• **Task description**:
Substitute "leaf" for "petal" in the listing from the line with "Give the outline of every instance of the veined" up to and including the line with "[[[1,1],[0,101],[50,100],[85,92],[88,66],[80,2]]]". Give only those lines, with everything else unchanged.

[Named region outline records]
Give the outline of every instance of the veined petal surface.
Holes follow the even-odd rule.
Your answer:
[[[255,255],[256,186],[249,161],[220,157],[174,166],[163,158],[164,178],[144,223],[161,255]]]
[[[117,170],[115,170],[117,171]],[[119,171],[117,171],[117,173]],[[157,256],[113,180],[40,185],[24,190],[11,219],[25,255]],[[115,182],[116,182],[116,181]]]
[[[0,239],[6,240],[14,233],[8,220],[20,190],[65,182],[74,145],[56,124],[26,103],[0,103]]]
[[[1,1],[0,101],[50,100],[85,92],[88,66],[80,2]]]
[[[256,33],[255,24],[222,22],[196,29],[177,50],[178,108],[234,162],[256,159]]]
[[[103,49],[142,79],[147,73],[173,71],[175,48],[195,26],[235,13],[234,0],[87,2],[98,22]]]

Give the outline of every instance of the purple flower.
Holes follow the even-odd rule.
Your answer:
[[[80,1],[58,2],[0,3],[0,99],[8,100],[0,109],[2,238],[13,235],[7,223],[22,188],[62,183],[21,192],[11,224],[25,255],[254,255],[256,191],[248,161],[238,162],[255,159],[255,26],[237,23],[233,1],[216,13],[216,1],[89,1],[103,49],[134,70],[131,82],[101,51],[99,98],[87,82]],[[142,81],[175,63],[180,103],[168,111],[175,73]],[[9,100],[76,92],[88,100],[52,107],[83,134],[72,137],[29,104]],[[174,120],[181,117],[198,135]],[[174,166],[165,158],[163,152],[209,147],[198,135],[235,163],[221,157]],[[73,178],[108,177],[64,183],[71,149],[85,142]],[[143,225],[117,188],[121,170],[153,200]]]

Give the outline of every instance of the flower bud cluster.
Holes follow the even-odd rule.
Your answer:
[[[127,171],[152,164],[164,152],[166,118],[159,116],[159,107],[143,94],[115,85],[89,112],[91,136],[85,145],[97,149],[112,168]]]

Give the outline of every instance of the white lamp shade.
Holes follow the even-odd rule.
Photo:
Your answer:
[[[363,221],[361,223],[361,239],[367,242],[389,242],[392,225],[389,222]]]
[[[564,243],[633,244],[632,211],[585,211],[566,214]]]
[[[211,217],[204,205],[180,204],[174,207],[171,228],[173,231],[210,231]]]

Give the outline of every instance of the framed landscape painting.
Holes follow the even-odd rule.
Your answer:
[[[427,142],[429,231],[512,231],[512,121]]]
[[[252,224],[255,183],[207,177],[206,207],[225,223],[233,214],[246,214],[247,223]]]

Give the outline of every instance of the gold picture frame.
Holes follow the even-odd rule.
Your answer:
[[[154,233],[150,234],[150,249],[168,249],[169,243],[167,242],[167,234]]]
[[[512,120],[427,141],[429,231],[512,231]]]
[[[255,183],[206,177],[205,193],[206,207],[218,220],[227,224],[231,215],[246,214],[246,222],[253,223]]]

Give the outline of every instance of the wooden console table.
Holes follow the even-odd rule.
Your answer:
---
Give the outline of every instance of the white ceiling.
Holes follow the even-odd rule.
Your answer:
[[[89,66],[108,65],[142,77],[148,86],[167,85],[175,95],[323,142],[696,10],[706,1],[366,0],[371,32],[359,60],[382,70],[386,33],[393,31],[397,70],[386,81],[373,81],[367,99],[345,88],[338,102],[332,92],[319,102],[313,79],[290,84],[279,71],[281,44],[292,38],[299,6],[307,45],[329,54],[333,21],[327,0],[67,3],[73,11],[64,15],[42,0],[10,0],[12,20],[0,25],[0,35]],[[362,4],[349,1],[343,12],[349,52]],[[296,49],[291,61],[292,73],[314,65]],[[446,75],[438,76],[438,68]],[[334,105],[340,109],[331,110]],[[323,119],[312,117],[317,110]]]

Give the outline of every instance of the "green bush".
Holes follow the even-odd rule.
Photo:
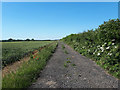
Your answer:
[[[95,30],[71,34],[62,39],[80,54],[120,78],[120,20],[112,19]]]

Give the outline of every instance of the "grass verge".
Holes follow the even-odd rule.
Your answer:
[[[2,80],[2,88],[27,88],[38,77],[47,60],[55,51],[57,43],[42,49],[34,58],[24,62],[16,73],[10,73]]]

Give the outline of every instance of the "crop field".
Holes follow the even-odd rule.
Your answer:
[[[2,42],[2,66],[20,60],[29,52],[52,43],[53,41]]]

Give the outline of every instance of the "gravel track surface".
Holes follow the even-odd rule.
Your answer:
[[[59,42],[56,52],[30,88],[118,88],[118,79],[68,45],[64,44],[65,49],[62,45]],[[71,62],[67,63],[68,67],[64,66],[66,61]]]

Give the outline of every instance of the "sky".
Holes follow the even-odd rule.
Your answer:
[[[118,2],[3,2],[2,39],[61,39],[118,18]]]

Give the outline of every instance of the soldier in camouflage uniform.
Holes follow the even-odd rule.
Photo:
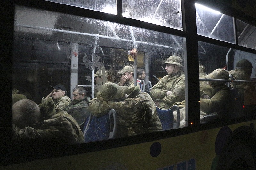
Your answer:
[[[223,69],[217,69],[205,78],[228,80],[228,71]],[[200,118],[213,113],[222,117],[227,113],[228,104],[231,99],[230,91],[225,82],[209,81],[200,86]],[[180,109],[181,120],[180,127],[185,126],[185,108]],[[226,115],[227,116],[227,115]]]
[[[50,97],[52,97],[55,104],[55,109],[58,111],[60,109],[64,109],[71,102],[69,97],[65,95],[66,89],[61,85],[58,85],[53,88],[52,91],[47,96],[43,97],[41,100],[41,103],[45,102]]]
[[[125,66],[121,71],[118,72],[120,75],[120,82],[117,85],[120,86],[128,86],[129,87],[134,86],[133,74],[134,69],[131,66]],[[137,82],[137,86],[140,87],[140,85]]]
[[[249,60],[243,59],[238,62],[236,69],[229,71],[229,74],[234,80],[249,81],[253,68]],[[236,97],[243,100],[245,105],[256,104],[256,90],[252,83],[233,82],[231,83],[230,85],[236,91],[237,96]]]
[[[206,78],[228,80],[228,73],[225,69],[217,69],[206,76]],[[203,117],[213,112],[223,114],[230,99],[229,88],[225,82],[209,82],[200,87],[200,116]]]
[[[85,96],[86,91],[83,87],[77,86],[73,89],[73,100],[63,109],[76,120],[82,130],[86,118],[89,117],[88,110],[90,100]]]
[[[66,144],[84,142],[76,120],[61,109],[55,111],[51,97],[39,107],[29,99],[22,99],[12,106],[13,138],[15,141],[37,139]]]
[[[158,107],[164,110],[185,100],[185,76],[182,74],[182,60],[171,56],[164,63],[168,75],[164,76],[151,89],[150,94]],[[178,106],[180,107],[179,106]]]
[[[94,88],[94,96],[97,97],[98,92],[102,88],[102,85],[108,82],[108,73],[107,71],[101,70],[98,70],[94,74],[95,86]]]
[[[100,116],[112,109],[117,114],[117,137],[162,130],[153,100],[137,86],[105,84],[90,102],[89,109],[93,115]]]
* * *
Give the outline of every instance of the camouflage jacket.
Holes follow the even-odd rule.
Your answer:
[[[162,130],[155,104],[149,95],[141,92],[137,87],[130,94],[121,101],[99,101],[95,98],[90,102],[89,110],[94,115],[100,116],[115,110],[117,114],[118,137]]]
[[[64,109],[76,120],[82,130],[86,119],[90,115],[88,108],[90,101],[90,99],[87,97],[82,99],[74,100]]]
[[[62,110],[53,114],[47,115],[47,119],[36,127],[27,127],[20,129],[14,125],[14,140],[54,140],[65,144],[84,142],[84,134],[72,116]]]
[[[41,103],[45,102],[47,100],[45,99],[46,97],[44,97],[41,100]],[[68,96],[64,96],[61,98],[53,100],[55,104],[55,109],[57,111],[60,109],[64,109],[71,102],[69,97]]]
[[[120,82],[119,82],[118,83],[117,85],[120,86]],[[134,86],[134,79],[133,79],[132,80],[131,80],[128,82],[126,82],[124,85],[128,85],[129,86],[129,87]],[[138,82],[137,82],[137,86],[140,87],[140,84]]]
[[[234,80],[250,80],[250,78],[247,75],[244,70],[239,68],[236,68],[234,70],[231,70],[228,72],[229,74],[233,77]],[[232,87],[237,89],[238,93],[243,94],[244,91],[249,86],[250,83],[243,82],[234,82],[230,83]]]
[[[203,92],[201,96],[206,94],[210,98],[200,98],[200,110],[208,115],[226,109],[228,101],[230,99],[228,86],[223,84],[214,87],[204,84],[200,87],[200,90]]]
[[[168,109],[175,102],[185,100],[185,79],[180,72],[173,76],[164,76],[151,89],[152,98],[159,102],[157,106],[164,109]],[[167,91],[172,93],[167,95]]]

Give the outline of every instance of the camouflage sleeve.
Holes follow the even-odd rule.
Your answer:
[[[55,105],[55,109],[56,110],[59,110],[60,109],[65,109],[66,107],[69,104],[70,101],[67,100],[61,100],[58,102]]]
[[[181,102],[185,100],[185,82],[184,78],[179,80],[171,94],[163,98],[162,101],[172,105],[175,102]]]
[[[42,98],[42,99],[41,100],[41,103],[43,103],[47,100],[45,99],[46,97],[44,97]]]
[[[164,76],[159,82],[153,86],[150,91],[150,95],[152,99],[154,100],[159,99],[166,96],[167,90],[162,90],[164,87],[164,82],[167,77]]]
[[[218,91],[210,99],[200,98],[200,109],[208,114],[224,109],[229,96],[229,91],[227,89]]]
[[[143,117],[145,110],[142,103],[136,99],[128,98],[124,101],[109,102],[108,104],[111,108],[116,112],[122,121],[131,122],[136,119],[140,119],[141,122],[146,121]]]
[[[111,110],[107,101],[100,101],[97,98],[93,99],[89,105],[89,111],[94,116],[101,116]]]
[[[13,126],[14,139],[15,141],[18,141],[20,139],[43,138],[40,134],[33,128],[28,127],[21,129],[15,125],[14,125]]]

• **Full answer**:
Give the outline of every instance of the veined leaf surface.
Holes follow the even-odd rule.
Your answer:
[[[255,255],[256,186],[249,161],[220,157],[174,166],[163,158],[164,178],[144,223],[161,255]]]
[[[117,170],[115,170],[117,171]],[[119,171],[117,171],[117,173]],[[157,256],[113,180],[40,185],[24,190],[11,219],[25,255]],[[115,182],[116,182],[116,181]]]
[[[0,239],[6,240],[14,233],[8,220],[20,190],[65,182],[74,145],[56,124],[26,103],[0,103]]]
[[[1,1],[0,101],[50,100],[85,92],[88,66],[80,2]]]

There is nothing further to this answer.